[WHAT YOU WILL DO]: Excluding pictures, what does the listing below contain from the line with "Query: nightstand" up to and including the line with "Where can you spot the pavement", word for word?

Start of Block

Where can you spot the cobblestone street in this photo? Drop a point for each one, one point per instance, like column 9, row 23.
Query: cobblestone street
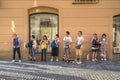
column 108, row 70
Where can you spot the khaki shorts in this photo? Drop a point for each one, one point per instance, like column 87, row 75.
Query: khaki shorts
column 79, row 52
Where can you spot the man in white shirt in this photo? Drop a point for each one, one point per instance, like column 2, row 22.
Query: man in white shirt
column 79, row 46
column 67, row 42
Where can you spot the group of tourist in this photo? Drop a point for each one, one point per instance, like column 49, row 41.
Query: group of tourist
column 98, row 46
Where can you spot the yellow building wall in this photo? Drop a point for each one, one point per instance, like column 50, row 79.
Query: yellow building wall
column 89, row 18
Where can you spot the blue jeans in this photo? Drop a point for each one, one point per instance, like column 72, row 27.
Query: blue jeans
column 32, row 52
column 43, row 54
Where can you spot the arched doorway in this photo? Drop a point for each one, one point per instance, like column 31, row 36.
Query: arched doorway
column 116, row 34
column 43, row 21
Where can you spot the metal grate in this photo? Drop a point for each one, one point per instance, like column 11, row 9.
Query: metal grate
column 85, row 1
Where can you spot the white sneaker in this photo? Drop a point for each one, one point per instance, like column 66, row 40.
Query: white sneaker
column 19, row 61
column 51, row 60
column 13, row 61
column 57, row 60
column 93, row 60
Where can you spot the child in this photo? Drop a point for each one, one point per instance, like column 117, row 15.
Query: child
column 55, row 46
column 103, row 47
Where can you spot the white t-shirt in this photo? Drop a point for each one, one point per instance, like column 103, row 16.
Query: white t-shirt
column 80, row 40
column 67, row 39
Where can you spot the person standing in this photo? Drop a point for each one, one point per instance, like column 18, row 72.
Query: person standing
column 55, row 46
column 43, row 44
column 32, row 48
column 79, row 47
column 95, row 47
column 16, row 47
column 67, row 42
column 103, row 47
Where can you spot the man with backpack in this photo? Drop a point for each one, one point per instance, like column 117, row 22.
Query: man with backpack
column 16, row 47
column 55, row 46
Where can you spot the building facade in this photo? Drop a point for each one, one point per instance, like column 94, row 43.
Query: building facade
column 39, row 17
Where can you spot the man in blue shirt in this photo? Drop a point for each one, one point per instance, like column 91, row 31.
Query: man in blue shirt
column 16, row 47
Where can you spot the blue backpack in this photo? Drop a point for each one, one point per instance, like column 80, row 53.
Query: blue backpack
column 16, row 42
column 53, row 44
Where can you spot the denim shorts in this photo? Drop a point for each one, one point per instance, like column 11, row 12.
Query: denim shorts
column 67, row 50
column 32, row 52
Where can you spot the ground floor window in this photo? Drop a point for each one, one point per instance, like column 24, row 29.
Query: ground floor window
column 116, row 34
column 44, row 24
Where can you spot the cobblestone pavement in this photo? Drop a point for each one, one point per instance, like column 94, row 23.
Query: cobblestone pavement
column 108, row 70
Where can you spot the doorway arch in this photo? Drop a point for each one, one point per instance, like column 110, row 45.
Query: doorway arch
column 43, row 20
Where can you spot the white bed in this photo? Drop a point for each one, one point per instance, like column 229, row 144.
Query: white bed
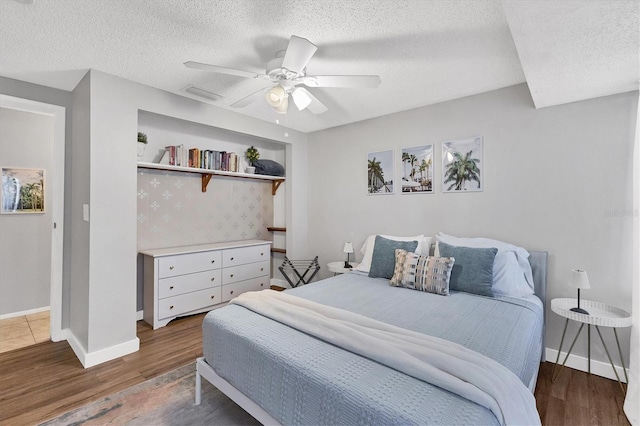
column 280, row 375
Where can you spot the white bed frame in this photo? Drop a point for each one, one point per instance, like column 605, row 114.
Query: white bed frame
column 538, row 260
column 204, row 370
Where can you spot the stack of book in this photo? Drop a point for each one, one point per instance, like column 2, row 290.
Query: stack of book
column 178, row 155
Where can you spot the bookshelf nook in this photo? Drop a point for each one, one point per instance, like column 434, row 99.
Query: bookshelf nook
column 207, row 174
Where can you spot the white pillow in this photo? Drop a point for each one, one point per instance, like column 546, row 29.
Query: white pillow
column 512, row 274
column 424, row 244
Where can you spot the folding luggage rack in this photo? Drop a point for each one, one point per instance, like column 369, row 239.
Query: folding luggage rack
column 299, row 269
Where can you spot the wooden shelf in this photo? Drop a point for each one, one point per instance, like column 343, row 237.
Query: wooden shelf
column 207, row 174
column 276, row 229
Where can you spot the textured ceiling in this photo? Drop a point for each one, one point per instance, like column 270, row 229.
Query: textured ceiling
column 424, row 51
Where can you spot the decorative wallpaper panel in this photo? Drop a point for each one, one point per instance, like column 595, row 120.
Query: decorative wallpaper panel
column 173, row 210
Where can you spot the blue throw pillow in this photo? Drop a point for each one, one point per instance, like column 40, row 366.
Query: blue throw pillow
column 473, row 269
column 383, row 260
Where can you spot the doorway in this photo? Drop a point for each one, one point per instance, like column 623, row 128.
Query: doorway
column 55, row 220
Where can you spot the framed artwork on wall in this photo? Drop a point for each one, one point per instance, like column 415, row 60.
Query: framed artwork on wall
column 380, row 173
column 462, row 165
column 22, row 191
column 417, row 170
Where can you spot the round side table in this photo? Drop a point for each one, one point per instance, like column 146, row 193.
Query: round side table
column 338, row 267
column 600, row 315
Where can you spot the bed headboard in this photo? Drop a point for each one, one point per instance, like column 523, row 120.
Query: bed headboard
column 538, row 261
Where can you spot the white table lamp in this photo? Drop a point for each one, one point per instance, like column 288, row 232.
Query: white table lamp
column 579, row 280
column 348, row 248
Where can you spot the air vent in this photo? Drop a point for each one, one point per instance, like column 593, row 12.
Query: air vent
column 196, row 91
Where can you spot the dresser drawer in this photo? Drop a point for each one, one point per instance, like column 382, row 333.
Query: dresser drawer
column 178, row 305
column 181, row 284
column 181, row 264
column 232, row 290
column 242, row 255
column 244, row 272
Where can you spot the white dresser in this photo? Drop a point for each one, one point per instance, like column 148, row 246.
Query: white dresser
column 191, row 279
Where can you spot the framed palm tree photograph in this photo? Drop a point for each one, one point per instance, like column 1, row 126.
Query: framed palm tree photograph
column 380, row 173
column 22, row 191
column 462, row 165
column 417, row 170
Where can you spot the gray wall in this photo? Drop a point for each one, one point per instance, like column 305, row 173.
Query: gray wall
column 34, row 92
column 26, row 141
column 556, row 179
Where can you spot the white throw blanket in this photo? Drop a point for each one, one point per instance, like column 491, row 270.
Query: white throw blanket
column 437, row 361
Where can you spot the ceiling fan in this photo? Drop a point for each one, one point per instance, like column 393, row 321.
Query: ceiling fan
column 288, row 72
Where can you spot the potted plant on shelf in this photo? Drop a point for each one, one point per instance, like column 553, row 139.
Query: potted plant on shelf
column 252, row 155
column 142, row 144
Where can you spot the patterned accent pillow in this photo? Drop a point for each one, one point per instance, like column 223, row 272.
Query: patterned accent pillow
column 424, row 273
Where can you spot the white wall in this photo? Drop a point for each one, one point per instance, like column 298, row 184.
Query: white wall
column 110, row 291
column 26, row 141
column 556, row 179
column 47, row 95
column 77, row 195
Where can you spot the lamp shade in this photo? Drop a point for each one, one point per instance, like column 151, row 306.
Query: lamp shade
column 579, row 279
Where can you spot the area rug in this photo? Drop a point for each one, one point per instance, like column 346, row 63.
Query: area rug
column 164, row 400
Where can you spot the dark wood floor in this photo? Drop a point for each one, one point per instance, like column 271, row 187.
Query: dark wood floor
column 46, row 380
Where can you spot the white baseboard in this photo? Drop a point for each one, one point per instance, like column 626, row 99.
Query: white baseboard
column 89, row 359
column 599, row 368
column 27, row 312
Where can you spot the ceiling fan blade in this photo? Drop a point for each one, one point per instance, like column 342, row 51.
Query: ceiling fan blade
column 222, row 70
column 299, row 52
column 353, row 81
column 255, row 96
column 313, row 104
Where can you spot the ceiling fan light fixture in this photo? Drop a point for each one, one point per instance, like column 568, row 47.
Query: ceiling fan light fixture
column 276, row 96
column 301, row 99
column 283, row 107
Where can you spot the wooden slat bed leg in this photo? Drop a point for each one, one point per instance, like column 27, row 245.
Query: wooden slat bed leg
column 198, row 386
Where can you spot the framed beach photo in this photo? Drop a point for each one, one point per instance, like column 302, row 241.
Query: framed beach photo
column 462, row 165
column 417, row 170
column 380, row 173
column 22, row 191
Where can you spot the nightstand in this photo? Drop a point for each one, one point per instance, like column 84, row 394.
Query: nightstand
column 600, row 315
column 338, row 267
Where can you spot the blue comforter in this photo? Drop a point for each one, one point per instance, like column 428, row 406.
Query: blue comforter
column 299, row 379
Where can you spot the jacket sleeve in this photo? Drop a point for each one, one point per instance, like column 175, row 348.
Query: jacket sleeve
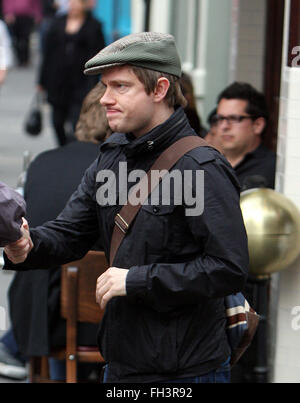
column 70, row 236
column 220, row 268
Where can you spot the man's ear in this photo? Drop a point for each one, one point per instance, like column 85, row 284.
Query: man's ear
column 161, row 89
column 259, row 125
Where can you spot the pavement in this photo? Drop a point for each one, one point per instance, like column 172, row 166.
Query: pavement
column 15, row 98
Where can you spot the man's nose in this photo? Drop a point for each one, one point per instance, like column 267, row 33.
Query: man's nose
column 106, row 99
column 223, row 124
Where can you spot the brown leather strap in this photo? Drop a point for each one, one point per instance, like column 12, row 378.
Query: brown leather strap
column 164, row 162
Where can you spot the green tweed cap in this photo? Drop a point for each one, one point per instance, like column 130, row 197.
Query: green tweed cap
column 150, row 50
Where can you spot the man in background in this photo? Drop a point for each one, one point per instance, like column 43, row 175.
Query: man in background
column 242, row 119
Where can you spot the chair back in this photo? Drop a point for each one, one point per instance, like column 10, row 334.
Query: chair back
column 78, row 282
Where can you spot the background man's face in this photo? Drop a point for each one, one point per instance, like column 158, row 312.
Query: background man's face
column 238, row 137
column 128, row 107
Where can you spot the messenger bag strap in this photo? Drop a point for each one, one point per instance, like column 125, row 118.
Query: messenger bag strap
column 147, row 184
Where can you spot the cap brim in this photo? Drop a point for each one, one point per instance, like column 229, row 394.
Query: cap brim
column 92, row 71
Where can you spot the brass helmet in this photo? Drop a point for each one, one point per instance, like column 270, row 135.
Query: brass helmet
column 272, row 223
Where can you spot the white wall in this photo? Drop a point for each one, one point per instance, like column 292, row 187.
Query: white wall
column 287, row 348
column 251, row 42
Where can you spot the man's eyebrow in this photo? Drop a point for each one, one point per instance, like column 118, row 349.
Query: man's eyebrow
column 117, row 81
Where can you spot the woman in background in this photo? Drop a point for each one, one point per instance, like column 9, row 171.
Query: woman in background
column 71, row 40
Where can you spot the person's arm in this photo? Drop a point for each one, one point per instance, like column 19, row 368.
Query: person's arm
column 67, row 238
column 219, row 270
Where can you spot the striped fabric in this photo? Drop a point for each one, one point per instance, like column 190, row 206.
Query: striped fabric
column 242, row 322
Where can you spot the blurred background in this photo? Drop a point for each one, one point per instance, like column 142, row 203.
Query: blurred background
column 220, row 41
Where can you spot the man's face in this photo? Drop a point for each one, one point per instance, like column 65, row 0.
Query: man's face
column 243, row 136
column 128, row 107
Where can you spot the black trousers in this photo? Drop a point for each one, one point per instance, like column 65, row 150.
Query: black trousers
column 64, row 119
column 20, row 32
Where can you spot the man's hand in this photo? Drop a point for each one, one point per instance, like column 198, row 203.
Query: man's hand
column 110, row 284
column 18, row 251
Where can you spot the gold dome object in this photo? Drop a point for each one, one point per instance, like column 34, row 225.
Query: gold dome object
column 272, row 223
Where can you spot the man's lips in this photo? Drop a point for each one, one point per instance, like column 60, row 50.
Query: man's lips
column 112, row 112
column 227, row 137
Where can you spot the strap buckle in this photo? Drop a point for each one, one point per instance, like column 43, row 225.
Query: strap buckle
column 121, row 223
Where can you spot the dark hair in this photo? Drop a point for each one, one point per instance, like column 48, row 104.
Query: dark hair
column 257, row 105
column 211, row 117
column 149, row 79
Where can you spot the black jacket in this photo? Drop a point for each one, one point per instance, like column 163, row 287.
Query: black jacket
column 61, row 71
column 34, row 295
column 172, row 321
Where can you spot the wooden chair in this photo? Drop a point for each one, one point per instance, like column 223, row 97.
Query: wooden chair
column 78, row 304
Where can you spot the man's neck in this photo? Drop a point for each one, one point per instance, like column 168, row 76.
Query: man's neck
column 160, row 117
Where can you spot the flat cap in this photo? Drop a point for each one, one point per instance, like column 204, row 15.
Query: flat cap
column 12, row 209
column 149, row 50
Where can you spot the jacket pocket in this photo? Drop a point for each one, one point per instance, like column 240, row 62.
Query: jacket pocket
column 162, row 227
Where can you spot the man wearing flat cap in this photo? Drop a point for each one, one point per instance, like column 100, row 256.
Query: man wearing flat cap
column 12, row 210
column 164, row 293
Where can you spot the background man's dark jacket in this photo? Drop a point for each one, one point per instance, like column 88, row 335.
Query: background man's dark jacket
column 34, row 295
column 65, row 56
column 172, row 321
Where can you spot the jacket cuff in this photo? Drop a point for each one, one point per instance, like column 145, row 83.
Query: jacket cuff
column 136, row 281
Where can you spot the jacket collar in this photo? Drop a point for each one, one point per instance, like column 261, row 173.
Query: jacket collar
column 157, row 139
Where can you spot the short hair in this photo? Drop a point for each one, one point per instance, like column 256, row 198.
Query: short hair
column 92, row 124
column 256, row 107
column 149, row 78
column 211, row 119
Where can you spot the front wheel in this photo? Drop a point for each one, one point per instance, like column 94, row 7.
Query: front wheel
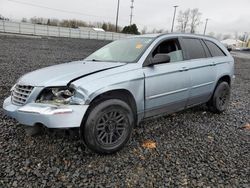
column 220, row 99
column 108, row 126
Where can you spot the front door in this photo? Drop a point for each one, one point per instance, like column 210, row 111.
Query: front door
column 166, row 85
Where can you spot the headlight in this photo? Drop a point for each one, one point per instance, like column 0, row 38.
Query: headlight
column 59, row 95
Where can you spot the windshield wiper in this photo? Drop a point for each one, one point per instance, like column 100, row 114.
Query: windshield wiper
column 93, row 60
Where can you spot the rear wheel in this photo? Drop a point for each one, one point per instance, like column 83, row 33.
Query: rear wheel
column 220, row 99
column 108, row 126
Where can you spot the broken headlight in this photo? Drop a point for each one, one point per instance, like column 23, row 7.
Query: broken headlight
column 58, row 95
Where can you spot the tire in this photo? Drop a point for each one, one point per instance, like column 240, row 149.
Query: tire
column 220, row 99
column 108, row 126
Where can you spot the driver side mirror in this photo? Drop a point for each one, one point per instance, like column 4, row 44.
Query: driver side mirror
column 160, row 58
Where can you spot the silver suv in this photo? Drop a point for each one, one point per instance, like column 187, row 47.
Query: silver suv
column 113, row 89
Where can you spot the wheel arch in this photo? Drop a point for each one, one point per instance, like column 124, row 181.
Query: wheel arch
column 225, row 78
column 122, row 94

End of Block

[RESULT OF THIS EXERCISE]:
Query: nightstand
column 600, row 315
column 338, row 267
Where can you spot the blue comforter in this photo? Drop a point for each one, one point per instance, like column 428, row 406.
Query: blue comforter
column 299, row 379
Where can you spot the jacket sleeve in this photo? Drop a point for each one, one point per instance, like column 175, row 348.
Query: jacket sleeve
column 70, row 236
column 220, row 268
Where can you spot the man's ear in this photo? Drop a point for each one, one point per instance, like column 85, row 284.
Query: man's ear
column 161, row 89
column 259, row 125
Where can you spot the pavement in this photo? Drop a point for each one, one point per instance, like column 172, row 166.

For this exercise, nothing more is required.